Bounding box annotation entries:
• • • •

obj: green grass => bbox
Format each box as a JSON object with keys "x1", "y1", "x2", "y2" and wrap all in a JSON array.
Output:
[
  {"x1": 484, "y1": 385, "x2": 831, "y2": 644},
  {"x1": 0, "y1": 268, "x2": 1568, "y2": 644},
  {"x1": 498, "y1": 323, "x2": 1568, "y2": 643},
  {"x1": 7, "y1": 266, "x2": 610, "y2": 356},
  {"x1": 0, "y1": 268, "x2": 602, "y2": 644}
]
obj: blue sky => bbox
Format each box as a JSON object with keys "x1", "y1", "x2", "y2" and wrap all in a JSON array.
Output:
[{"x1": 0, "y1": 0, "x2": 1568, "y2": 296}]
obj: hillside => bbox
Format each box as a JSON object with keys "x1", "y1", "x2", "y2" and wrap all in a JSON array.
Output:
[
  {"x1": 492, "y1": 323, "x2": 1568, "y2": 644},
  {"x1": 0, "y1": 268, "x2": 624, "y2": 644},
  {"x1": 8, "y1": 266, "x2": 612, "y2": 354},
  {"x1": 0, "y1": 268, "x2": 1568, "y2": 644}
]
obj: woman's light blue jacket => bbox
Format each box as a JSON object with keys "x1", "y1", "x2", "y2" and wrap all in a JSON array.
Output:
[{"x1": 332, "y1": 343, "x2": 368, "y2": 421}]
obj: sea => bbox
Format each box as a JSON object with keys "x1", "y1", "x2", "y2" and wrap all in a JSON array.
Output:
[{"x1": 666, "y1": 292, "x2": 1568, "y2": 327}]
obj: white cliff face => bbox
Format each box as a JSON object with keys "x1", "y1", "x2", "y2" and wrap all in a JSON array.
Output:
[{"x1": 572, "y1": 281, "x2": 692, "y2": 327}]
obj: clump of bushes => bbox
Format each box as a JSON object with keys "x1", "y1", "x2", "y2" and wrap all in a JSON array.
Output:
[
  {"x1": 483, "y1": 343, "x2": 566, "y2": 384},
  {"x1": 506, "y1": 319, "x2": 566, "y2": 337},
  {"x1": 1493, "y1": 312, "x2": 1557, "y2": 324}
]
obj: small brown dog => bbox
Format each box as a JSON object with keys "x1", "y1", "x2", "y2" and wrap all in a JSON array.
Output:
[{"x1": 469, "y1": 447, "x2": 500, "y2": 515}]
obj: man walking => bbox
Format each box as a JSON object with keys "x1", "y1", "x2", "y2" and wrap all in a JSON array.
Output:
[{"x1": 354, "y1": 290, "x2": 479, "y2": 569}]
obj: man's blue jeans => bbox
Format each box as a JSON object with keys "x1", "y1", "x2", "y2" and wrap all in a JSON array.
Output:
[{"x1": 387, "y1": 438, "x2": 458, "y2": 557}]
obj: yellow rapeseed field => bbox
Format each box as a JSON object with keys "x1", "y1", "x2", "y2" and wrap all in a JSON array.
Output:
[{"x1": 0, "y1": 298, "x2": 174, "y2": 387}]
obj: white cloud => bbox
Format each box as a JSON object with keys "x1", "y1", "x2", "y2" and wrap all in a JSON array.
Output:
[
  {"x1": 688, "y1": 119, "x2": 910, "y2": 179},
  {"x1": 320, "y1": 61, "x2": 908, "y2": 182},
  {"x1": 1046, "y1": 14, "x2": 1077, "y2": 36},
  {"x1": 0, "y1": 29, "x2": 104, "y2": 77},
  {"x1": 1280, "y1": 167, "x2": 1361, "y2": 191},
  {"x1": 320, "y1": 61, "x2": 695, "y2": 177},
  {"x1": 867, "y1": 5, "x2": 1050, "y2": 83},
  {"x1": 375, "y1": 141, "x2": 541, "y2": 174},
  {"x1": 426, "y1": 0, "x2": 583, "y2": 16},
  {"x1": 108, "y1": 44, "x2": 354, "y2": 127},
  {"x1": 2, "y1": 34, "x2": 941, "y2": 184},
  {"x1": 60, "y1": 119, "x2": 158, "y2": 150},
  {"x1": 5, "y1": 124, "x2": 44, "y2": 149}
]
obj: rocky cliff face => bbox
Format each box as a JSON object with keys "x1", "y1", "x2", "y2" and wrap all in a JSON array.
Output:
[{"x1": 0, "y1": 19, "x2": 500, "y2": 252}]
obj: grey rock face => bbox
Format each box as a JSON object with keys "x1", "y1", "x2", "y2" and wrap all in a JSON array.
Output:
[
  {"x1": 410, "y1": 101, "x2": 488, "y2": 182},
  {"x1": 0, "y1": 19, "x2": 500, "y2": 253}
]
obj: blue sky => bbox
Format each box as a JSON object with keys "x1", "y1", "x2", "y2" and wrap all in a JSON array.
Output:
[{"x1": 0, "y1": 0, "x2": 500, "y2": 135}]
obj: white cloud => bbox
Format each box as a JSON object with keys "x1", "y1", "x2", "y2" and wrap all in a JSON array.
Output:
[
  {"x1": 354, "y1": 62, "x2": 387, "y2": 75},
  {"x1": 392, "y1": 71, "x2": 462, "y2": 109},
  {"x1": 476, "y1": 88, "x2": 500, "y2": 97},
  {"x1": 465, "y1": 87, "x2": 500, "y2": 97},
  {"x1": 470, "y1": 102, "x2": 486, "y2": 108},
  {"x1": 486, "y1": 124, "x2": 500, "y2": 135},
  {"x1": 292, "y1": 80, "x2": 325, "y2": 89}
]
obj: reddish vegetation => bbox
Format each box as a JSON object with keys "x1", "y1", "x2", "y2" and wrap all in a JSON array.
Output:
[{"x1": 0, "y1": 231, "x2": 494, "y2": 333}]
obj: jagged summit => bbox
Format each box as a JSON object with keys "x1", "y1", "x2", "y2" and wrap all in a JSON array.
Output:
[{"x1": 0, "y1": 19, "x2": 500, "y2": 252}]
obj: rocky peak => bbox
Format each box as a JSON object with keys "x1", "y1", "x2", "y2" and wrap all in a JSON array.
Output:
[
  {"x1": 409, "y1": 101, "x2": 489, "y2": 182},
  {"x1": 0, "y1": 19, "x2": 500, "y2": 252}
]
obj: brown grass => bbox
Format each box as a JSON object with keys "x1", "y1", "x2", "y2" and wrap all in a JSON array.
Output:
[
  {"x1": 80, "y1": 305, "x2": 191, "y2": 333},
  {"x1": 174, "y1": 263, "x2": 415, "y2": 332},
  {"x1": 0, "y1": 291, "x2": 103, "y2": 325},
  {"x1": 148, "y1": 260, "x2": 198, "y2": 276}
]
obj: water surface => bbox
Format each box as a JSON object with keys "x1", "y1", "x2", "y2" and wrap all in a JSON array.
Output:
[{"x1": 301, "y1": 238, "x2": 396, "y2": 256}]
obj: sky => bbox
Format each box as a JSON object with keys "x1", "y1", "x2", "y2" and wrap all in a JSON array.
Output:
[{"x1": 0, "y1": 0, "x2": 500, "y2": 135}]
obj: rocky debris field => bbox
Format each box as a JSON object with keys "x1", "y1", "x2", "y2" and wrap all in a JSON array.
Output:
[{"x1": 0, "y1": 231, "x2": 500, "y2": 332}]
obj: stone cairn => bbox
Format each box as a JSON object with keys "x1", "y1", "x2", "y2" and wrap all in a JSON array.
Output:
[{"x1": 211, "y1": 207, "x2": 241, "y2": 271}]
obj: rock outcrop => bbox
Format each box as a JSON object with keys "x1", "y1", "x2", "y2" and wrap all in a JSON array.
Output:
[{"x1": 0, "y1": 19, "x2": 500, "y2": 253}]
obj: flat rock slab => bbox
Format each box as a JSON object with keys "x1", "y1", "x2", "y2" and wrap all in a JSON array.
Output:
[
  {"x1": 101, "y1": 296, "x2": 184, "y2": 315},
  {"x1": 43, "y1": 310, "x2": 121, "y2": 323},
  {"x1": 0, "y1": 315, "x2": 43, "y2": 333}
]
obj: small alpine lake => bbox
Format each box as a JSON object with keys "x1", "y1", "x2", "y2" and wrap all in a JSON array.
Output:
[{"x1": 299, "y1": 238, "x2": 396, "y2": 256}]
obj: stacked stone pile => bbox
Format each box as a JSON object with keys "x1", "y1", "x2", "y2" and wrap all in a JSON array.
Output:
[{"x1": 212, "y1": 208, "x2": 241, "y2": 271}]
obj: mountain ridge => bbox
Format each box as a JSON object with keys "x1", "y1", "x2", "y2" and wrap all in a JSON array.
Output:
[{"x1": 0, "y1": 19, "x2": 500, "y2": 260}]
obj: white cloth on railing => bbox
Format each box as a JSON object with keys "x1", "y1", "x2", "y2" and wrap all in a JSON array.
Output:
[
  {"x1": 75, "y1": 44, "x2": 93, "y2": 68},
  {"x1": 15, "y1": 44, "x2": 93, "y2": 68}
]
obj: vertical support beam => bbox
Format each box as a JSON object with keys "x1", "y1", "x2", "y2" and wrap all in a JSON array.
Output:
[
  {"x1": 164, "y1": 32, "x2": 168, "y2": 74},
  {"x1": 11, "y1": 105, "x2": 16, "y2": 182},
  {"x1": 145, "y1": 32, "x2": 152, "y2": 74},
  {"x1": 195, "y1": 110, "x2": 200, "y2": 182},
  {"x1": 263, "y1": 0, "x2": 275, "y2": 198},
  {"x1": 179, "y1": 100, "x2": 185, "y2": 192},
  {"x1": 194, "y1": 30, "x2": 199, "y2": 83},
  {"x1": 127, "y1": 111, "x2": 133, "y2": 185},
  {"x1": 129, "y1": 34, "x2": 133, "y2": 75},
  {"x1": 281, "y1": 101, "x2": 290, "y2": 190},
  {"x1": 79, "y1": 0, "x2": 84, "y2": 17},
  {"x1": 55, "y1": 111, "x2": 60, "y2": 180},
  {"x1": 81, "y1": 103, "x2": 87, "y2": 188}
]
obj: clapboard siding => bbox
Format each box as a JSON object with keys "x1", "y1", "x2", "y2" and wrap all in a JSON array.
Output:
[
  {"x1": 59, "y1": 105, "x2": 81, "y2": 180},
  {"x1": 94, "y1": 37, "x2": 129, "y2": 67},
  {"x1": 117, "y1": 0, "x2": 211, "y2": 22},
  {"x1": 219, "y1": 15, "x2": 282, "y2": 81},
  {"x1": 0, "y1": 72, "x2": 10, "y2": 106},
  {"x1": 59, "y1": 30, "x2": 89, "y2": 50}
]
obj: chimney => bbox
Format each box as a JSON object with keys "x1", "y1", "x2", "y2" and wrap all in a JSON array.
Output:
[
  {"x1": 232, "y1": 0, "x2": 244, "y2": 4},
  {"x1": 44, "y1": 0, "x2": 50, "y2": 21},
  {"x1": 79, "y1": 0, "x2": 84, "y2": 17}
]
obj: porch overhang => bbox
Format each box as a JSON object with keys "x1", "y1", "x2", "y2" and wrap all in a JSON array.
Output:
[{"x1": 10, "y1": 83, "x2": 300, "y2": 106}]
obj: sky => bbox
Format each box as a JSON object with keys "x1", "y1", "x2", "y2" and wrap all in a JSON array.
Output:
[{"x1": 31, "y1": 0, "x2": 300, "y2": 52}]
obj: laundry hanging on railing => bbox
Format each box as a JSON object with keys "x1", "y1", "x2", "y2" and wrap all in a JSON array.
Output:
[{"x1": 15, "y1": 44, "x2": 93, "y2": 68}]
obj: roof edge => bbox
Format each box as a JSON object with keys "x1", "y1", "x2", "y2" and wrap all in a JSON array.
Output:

• • • •

Problem: How many lines in the material above contain the string "rocky"? Reply with only the number.

Answer: 3